▶ **MATERIAL SUPPLIED**:
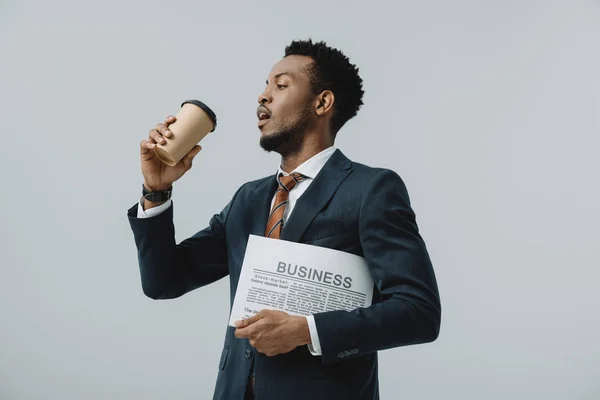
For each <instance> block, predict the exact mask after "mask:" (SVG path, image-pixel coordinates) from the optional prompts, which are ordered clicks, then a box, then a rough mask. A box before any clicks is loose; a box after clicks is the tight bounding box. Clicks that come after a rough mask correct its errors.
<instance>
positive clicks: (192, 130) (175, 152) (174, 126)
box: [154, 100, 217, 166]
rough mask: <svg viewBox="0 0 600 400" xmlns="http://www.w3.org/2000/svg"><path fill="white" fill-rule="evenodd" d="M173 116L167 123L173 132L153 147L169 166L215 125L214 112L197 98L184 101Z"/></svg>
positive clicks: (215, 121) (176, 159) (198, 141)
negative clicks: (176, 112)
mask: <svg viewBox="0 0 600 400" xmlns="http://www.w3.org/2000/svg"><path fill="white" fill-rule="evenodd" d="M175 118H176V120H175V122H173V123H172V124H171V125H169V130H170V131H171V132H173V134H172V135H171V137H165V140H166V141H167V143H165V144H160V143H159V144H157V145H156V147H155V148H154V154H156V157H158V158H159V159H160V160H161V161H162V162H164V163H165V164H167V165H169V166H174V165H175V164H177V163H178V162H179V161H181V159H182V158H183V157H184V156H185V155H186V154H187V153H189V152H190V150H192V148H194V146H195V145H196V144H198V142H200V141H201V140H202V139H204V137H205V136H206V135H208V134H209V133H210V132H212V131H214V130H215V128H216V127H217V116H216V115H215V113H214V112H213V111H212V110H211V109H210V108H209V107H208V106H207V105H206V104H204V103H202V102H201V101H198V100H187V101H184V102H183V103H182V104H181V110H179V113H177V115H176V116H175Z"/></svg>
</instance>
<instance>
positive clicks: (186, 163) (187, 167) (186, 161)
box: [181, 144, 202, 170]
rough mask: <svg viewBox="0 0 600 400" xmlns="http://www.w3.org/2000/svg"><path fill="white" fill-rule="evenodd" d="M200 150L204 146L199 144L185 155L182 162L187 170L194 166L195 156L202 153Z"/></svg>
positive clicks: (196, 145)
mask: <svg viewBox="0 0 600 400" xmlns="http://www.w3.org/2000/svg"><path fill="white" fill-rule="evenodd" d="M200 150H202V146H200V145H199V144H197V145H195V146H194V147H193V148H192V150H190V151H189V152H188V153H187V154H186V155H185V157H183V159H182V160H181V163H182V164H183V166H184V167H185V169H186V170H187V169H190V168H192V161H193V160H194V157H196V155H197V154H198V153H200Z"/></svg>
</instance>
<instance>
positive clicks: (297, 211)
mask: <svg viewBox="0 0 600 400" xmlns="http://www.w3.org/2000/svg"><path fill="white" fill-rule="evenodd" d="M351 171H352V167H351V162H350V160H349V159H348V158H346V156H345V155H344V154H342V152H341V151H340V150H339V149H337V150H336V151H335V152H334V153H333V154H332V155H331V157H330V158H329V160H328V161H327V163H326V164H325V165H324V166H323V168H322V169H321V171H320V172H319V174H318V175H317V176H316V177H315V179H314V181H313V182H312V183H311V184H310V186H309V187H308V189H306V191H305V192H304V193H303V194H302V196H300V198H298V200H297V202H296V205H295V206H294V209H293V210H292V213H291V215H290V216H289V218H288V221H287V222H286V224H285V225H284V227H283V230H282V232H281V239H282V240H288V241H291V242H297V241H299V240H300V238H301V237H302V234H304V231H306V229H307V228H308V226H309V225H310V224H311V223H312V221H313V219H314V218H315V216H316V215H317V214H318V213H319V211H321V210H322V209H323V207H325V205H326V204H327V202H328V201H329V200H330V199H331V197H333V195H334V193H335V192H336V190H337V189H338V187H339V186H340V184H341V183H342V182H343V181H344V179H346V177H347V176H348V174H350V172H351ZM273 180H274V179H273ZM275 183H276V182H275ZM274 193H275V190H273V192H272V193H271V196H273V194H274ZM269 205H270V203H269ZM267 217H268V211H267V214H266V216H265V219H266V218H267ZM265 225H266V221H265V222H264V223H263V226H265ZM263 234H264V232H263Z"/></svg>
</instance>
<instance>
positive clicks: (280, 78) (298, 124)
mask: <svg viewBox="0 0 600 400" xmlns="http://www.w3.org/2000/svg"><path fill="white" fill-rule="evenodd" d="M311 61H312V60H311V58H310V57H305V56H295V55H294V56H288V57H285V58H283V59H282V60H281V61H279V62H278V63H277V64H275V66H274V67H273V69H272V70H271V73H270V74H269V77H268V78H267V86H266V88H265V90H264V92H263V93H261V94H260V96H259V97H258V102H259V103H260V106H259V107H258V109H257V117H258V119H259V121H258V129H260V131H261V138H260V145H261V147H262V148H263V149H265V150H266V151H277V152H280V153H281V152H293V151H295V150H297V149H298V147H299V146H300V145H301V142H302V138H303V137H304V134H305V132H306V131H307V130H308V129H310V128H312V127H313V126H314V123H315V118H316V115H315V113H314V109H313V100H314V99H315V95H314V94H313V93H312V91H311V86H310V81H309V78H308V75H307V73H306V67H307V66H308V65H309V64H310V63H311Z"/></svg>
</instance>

▶ **WHAT YOU HAVE TO DO**: The records above should be returned word for word, with every picture left out.

▶ **RESPONSE**:
For each <instance> block, predict the exact mask after "mask:" (SVG path, image-pixel coordinates) from the optional prompts, which are ordered clicks, then a box, then a rough mask. A box before any clicks is loose; a box after clicks is the tight bounding box. Clicks that come after a rough mask correct its errors.
<instance>
positive clicks: (192, 130) (175, 152) (174, 126)
box: [154, 100, 217, 166]
rough mask: <svg viewBox="0 0 600 400" xmlns="http://www.w3.org/2000/svg"><path fill="white" fill-rule="evenodd" d="M173 116L167 123L173 132L153 147L169 166L215 125L214 112L197 98L184 101Z"/></svg>
positive clicks: (215, 121) (176, 159) (198, 141)
negative clicks: (176, 112)
mask: <svg viewBox="0 0 600 400" xmlns="http://www.w3.org/2000/svg"><path fill="white" fill-rule="evenodd" d="M175 118H176V120H175V122H173V123H172V124H171V125H169V130H170V131H171V132H173V134H172V135H171V137H165V140H166V141H167V143H165V144H160V143H159V144H157V145H156V147H155V148H154V154H156V157H158V158H159V159H160V160H161V161H162V162H164V163H165V164H167V165H169V166H174V165H175V164H177V163H178V162H179V161H181V159H182V158H183V157H184V156H185V155H186V154H187V153H189V152H190V150H192V148H194V146H195V145H196V144H198V142H200V141H201V140H202V139H204V137H205V136H206V135H208V134H209V133H210V132H212V131H214V130H215V128H216V127H217V116H216V115H215V113H214V112H213V111H212V110H211V109H210V108H209V107H208V106H207V105H206V104H204V103H202V102H201V101H198V100H187V101H184V102H183V103H182V104H181V110H179V113H177V115H176V116H175Z"/></svg>
</instance>
<instance>
positive clicks: (186, 163) (187, 167) (186, 161)
box: [181, 144, 202, 170]
rough mask: <svg viewBox="0 0 600 400" xmlns="http://www.w3.org/2000/svg"><path fill="white" fill-rule="evenodd" d="M200 150L204 146L199 144L185 155L182 162L187 170L194 166L195 156L202 153Z"/></svg>
positive clicks: (196, 145)
mask: <svg viewBox="0 0 600 400" xmlns="http://www.w3.org/2000/svg"><path fill="white" fill-rule="evenodd" d="M200 150H202V146H200V145H199V144H197V145H195V146H194V147H193V148H192V150H190V151H189V152H188V153H187V154H186V155H185V157H183V159H182V160H181V163H182V164H183V166H184V167H185V169H186V170H187V169H190V168H192V161H193V160H194V157H196V155H197V154H198V153H200Z"/></svg>
</instance>
<instance>
positive clicks: (297, 211)
mask: <svg viewBox="0 0 600 400" xmlns="http://www.w3.org/2000/svg"><path fill="white" fill-rule="evenodd" d="M351 171H352V167H351V162H350V160H349V159H348V158H346V156H345V155H344V154H342V152H341V151H340V150H339V149H337V150H336V151H335V152H334V153H333V154H332V155H331V157H330V158H329V160H328V161H327V163H326V164H325V165H324V166H323V168H322V169H321V171H320V172H319V174H318V175H317V176H316V177H315V179H314V181H313V182H312V183H311V184H310V186H309V187H308V189H306V191H305V192H304V193H303V194H302V196H300V198H298V200H297V202H296V205H295V206H294V209H293V210H292V213H291V215H290V216H289V218H288V221H287V222H286V224H285V225H284V227H283V230H282V232H281V239H282V240H288V241H291V242H297V241H299V240H300V238H301V237H302V234H304V231H306V229H307V228H308V226H309V225H310V224H311V223H312V221H313V219H314V218H315V216H316V215H317V214H318V213H319V211H321V210H322V209H323V207H325V205H326V204H327V202H328V201H329V200H330V199H331V197H333V195H334V193H335V192H336V190H337V189H338V187H339V186H340V184H341V183H342V182H343V181H344V179H346V177H347V176H348V174H350V172H351ZM273 180H274V179H273ZM275 183H276V182H275ZM274 193H275V190H273V192H272V193H271V196H273V194H274ZM269 205H270V203H269ZM267 217H268V211H267V214H266V216H265V219H266V218H267ZM265 225H266V221H265V222H264V223H263V226H265ZM263 234H264V232H263Z"/></svg>
</instance>
<instance>
positive clicks: (280, 78) (298, 124)
mask: <svg viewBox="0 0 600 400" xmlns="http://www.w3.org/2000/svg"><path fill="white" fill-rule="evenodd" d="M311 61H312V60H311V58H310V57H305V56H295V55H294V56H288V57H285V58H283V59H282V60H281V61H279V62H278V63H277V64H275V66H274V67H273V69H272V70H271V73H270V74H269V77H268V78H267V86H266V88H265V90H264V92H263V93H261V94H260V96H259V97H258V102H259V103H260V106H259V107H258V109H257V117H258V119H259V121H258V129H260V131H261V138H260V145H261V147H262V148H263V149H265V150H266V151H277V152H280V153H281V152H293V151H295V150H297V149H298V147H299V146H300V145H301V142H302V138H303V137H304V134H305V132H306V131H307V130H308V129H310V128H312V127H313V126H314V123H315V118H316V115H315V113H314V109H313V100H314V99H315V95H314V94H313V93H312V91H311V86H310V81H309V78H308V75H307V73H306V67H307V66H308V65H309V64H310V63H311Z"/></svg>
</instance>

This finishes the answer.